> **WORK INSTRUCTIONS**
The answer is a number and nothing else: the count of lines in these entries containing the word "patch".

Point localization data
....

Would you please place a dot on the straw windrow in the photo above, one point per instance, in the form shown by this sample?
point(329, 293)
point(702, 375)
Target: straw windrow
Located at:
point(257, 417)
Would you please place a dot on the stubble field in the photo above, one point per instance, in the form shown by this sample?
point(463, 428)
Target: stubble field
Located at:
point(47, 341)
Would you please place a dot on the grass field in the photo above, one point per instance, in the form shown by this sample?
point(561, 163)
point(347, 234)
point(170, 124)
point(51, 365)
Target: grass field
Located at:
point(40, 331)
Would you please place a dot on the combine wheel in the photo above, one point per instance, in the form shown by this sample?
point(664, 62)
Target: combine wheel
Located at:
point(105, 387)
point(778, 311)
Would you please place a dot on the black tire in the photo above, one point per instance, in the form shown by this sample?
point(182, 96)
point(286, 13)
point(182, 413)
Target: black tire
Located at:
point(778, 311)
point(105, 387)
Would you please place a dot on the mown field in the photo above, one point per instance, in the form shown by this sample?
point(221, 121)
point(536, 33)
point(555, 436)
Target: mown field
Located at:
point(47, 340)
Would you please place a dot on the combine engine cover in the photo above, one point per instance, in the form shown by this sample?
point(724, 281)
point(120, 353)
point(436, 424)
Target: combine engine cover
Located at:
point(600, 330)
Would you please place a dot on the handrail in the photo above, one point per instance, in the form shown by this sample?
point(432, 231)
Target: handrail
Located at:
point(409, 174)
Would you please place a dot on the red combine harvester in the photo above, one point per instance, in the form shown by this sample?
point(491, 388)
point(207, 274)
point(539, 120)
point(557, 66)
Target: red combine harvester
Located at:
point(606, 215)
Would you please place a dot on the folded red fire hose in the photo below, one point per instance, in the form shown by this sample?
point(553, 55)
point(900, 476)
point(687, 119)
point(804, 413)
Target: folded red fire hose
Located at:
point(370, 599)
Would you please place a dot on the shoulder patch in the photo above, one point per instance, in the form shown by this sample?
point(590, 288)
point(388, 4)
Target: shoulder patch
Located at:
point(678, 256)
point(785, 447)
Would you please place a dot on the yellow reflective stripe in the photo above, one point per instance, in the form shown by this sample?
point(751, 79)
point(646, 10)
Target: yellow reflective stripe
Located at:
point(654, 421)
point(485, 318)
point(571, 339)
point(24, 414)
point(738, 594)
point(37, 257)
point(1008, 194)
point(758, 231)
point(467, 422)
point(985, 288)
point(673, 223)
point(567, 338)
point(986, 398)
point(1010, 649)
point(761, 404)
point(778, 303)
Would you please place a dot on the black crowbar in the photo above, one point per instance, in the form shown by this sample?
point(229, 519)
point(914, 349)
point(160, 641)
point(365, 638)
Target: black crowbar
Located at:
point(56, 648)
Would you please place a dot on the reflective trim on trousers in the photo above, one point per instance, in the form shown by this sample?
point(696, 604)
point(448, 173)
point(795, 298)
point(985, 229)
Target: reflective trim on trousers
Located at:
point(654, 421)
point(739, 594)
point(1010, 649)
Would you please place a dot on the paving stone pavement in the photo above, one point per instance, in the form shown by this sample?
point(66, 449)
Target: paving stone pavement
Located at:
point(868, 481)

....

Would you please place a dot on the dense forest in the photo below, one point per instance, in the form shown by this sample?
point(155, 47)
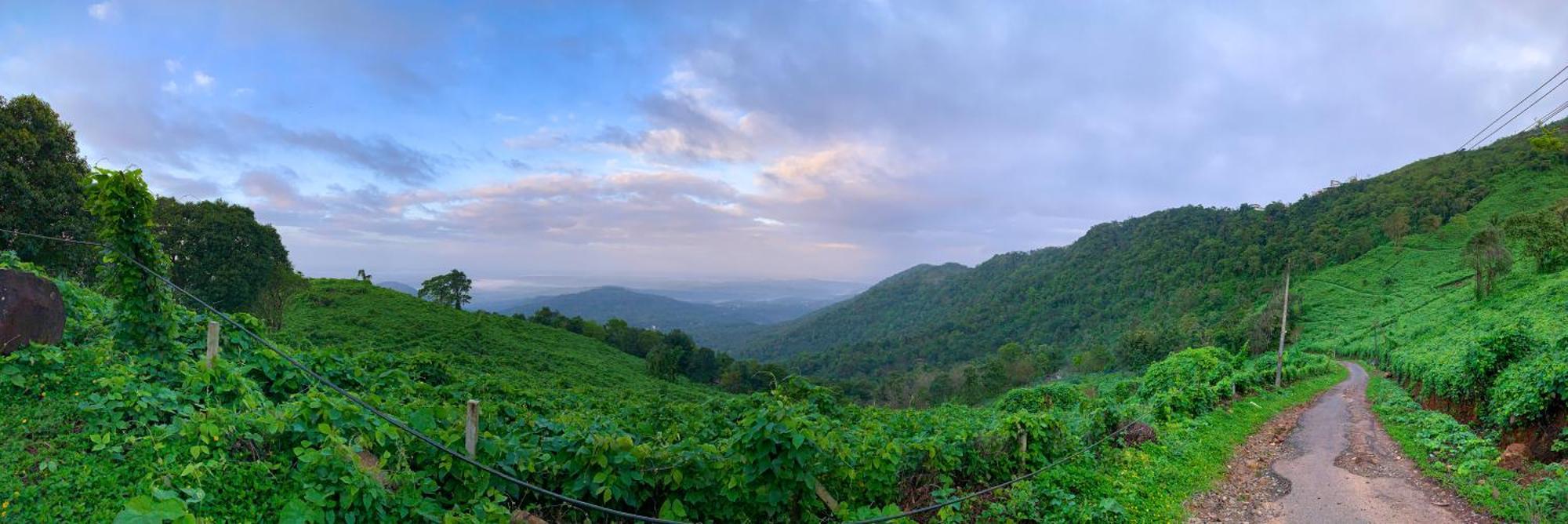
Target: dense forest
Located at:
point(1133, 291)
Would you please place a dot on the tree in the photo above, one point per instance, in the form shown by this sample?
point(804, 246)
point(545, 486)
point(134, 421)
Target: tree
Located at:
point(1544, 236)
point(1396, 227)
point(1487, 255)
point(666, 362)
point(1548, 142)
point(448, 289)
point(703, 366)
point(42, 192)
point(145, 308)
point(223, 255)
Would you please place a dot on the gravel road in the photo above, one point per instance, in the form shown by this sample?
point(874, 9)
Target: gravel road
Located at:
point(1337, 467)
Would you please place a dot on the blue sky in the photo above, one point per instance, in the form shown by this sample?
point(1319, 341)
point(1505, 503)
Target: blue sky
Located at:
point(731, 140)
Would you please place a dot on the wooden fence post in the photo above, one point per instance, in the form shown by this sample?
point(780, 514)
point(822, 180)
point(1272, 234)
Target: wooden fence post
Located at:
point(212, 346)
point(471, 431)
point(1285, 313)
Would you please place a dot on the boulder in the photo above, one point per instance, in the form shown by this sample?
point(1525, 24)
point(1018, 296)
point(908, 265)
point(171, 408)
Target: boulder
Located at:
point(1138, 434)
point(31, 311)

....

> **RESPONSE BELOW**
2